Totally agree on the 30/20. My dog does field work, tracking, dock diving in the summer, swims all summer, plays ball almost every day, and gets a minimum of about 2 hours of exercise a day year round - and she does not need 30/20 food. Most house dogs don't. If you're out working with your dog most of the day, or field training most days of the week, then maybe?


----------



## mp2005 (Jul 17, 2018)

My pup is much younger than yours but is also on Fromm and had softish poops pretty regularly until I replaced part of his kibble with freeze-dried raw (crumbled and rehydrated, I have been using 2 Stella and Chewy's puppy patties at most meals, plus kibble). His poops are much firmer with that little change, and I do notice a difference if I am in a rush to feed and give him only kibble for a meal.


----------



## Genevieve's mom (Mar 27, 2017)

Thank you Maggie's Voice. I hadn't heard most of your advice about food previously. Now that I have more info from the DCM/Taurine study, I will be feeding RC Golden Retriever formula. Gradually switching over from Fromm. My dogs only get a one hour walk each day and lots of play time but surely not enough for the 30/20 formula. Breeders don't always consider activity level apparently when recommending food. We're starting with just the new food - no other stuff at meal time. Learn something new every day!

══════════

Problems to solve:
- a) In the dog food discussion, which formula does Genevieve's mom say she will switch to?
- b) Carry on the dog food discussion, picking up right after its final post.

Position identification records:
══════════

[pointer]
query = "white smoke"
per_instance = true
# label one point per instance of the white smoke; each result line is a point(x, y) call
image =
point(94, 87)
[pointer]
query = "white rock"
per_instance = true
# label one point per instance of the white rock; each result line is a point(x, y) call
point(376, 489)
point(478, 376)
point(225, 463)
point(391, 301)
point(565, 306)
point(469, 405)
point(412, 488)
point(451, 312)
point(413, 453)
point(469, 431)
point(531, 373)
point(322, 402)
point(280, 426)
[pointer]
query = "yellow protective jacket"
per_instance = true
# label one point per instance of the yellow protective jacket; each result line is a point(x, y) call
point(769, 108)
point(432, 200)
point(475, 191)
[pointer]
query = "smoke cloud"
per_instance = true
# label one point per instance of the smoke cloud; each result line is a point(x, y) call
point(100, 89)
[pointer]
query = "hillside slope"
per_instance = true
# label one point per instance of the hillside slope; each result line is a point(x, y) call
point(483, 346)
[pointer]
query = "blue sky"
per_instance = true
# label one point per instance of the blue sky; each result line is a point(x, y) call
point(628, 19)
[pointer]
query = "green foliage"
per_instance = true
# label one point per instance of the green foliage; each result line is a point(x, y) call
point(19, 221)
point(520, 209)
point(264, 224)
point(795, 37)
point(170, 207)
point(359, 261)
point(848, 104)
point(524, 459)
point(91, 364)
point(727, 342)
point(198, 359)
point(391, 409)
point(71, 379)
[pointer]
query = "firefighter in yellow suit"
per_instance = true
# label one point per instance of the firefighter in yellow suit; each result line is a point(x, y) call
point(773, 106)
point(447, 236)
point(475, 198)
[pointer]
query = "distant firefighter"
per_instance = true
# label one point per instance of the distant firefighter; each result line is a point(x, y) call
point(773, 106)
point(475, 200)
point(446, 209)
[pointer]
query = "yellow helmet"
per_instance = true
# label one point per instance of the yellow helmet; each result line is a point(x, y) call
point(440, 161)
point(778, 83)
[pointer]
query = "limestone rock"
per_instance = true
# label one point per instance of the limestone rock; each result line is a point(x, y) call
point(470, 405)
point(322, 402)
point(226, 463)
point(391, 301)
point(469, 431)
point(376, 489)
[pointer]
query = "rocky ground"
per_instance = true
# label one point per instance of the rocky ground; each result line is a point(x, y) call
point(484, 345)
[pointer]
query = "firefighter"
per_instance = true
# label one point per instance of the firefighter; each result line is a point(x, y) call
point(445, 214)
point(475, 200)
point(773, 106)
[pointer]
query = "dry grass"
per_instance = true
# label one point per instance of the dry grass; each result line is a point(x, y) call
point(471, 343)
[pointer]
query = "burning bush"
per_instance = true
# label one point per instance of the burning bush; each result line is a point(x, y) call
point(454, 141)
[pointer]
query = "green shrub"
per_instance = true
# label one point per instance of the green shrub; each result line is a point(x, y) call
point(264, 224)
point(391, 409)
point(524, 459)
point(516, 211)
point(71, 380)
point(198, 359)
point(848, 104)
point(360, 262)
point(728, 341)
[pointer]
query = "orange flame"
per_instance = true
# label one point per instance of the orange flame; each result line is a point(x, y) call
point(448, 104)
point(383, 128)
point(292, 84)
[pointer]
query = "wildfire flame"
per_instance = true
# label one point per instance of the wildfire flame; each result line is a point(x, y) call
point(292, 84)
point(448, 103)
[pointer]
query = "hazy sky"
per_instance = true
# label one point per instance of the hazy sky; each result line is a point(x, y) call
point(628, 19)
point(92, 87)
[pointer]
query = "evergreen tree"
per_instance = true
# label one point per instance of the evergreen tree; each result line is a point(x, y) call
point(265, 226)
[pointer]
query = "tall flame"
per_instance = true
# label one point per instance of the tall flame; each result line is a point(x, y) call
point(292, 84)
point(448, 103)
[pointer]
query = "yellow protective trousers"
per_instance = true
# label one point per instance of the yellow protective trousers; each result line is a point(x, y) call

══════════

Answers for the exercise:
- a) RC Golden Retriever formula.

- b)
----------



## Genevieve's mom (Mar 27, 2017)

I should also mention that our girls are presumably at healthy weights. One is 54 pounds and one is 57 pounds. I can easily feel ribs on both of them. I'll be starting obedience classes again and I know the instructors like to have us use "high value" treats but I'm going to see if the girls will respond to just kibble. They are both highly interested in any food. I don't think their treats need to be "high value". Thank you.


----------



## Maggie'sVoice (Apr 4, 2018)

Genevieve's mom said:


> I should also mention that our girls are presumably at healthy weights. One is 54 pounds and one is 57 pounds. I can easily feel ribs on both of them. I'll be starting obedience classes again and I know the instructors like to have us use "high value" treats but I'm going to see if the girls will respond to just kibble. They are both highly interested in any food. I don't think their treats need to be "high value". Thank you.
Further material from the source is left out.